### The task
Below are the entries; output exactly the lines from the one containing "of the window" through the final line, inclusive.

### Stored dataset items
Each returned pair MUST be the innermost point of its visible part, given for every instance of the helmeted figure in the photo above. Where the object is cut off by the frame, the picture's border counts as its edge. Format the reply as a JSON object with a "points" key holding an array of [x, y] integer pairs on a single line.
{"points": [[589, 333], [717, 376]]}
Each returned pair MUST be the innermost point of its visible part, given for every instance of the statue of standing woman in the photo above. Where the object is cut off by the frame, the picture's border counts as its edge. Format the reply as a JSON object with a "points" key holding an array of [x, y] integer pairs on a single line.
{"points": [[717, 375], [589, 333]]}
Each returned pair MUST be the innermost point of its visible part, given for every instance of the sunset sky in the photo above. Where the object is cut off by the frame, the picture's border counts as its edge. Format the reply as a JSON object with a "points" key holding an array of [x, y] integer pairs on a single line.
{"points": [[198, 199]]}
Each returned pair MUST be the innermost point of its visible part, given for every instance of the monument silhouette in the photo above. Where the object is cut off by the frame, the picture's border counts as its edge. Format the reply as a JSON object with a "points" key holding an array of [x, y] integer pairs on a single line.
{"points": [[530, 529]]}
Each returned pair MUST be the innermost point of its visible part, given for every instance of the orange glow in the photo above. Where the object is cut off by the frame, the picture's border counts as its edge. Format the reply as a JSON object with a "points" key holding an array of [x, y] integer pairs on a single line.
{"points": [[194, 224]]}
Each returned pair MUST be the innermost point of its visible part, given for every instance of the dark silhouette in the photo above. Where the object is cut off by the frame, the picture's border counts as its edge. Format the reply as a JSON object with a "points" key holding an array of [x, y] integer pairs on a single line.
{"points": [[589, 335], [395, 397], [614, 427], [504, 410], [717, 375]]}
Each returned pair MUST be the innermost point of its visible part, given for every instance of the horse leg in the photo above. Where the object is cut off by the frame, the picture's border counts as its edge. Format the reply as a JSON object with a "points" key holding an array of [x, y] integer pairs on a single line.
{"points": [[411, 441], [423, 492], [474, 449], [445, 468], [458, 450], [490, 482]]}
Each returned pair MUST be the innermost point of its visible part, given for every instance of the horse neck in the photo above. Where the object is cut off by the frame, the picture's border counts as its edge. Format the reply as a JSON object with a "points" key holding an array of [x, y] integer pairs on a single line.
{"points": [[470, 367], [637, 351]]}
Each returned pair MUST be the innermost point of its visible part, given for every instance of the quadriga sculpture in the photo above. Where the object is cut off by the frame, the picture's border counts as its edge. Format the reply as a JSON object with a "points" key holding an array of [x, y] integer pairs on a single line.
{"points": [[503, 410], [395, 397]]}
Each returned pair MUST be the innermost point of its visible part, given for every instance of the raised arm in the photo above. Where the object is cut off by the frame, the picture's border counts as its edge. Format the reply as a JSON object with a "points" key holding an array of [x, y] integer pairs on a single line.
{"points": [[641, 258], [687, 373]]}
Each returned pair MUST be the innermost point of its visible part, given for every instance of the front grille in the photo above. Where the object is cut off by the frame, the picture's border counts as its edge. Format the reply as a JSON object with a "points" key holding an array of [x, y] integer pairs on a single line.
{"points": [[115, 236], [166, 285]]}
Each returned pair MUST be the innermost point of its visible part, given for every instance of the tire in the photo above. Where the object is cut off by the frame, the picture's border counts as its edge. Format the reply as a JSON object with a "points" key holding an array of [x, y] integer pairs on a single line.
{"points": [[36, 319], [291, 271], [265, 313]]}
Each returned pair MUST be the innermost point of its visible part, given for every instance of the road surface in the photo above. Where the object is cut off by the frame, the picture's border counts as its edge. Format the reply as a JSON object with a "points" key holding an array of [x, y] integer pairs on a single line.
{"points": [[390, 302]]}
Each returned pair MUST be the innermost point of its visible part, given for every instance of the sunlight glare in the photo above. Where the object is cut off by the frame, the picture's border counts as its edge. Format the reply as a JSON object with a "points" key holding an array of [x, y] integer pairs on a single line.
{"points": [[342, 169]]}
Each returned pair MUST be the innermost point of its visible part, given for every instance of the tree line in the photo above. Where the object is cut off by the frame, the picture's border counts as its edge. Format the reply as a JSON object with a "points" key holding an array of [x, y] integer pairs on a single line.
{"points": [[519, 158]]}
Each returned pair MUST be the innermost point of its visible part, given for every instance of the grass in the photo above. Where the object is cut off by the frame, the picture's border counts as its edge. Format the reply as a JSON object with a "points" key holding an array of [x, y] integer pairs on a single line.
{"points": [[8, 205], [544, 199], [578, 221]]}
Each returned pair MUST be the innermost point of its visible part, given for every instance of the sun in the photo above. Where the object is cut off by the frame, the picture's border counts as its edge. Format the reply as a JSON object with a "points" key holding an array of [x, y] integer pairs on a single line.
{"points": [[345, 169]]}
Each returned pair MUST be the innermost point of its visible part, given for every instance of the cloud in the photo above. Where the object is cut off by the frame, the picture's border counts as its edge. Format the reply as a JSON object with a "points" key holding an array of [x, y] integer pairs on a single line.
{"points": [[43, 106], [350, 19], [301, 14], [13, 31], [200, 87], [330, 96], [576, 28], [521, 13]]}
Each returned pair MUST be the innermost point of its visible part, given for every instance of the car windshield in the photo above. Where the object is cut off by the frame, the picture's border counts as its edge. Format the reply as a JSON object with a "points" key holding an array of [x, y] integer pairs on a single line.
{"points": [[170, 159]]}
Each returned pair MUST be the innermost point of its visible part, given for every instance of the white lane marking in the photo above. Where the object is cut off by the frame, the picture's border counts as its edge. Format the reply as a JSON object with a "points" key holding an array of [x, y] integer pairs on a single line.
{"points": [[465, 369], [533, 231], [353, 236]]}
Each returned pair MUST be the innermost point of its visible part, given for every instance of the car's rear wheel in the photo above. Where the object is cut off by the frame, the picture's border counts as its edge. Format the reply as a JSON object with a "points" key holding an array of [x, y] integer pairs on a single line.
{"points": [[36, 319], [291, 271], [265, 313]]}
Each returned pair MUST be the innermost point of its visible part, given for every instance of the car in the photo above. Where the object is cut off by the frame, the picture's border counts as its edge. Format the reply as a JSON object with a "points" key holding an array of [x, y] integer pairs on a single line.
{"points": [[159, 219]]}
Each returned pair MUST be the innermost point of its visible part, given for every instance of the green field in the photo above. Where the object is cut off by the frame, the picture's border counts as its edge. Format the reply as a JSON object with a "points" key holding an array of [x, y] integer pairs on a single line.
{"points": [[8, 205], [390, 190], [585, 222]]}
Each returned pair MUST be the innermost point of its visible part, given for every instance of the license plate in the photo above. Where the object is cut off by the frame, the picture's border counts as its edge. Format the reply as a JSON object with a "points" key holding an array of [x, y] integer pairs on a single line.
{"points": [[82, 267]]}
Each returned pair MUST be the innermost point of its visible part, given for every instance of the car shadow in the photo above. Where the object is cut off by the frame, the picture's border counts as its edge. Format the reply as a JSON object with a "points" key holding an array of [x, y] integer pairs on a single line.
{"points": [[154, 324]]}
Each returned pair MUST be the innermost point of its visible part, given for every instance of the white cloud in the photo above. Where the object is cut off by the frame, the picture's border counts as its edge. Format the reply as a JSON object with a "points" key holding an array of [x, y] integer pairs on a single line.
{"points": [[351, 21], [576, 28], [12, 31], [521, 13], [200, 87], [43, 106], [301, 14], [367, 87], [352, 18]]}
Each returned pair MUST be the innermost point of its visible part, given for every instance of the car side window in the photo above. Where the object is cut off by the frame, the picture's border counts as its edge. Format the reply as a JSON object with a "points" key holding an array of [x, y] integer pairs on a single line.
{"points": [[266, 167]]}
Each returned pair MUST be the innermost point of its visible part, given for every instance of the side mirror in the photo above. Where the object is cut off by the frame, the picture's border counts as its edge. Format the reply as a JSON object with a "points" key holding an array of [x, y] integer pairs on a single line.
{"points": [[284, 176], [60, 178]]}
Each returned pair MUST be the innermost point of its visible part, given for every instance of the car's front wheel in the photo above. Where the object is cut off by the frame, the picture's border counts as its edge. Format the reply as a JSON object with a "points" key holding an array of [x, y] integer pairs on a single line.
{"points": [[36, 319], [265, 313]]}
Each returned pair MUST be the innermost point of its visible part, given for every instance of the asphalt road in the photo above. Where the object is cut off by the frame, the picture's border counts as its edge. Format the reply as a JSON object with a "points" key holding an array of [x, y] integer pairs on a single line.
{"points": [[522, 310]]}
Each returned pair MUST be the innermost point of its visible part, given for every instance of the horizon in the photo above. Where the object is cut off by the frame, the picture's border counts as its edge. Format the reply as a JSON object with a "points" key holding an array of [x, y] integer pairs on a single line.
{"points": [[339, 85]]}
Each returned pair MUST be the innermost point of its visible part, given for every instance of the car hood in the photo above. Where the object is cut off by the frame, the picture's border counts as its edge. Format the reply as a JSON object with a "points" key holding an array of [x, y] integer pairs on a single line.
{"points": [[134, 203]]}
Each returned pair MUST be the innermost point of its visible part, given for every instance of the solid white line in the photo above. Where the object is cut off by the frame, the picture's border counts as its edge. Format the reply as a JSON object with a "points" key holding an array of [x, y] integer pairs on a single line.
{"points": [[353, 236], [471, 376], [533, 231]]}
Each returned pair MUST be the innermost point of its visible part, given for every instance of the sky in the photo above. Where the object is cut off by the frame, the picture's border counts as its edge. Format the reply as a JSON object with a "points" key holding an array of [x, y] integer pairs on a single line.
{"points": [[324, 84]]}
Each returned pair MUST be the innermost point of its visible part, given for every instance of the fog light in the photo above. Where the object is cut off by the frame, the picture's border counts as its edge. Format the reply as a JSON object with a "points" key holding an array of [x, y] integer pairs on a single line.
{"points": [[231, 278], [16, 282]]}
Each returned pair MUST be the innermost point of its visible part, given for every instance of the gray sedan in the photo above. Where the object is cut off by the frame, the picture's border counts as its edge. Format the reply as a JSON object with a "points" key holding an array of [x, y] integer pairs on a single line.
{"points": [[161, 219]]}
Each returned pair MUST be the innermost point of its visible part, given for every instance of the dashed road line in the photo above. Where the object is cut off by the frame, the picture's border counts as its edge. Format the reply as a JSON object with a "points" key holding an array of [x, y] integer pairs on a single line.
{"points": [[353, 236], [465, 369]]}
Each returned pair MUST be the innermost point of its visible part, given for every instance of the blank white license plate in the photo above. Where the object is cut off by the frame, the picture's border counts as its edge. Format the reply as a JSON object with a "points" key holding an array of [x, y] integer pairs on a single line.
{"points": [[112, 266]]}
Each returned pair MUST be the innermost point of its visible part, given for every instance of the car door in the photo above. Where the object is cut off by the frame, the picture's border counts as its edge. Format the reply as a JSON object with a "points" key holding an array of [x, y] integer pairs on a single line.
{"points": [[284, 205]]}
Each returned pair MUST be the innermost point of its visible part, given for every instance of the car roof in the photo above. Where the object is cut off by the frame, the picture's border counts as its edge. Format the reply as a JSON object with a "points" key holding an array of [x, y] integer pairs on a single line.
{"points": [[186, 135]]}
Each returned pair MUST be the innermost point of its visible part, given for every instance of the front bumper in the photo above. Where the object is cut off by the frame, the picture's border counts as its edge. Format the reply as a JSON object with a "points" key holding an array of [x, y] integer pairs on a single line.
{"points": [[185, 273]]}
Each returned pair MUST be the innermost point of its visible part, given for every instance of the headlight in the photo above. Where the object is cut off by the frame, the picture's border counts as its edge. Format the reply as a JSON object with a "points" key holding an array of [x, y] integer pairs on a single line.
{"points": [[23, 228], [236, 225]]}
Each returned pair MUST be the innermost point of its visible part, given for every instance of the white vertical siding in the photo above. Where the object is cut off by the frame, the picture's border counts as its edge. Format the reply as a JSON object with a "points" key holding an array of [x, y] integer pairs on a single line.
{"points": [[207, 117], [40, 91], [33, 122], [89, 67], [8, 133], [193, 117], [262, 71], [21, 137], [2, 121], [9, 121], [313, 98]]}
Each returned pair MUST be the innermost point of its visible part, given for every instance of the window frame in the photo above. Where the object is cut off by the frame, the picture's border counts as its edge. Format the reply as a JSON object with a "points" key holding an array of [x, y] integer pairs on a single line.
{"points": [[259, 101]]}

### The completed task
Each returned pair MUST be the innermost point of its visible part, given for every instance of the window frame in the photo above. Where the object is cut off by the frame, the picture's border counts as its edge. Format the reply as a JSON object with a "points" key holding an array of [x, y] integer pairs on a single line.
{"points": [[259, 101]]}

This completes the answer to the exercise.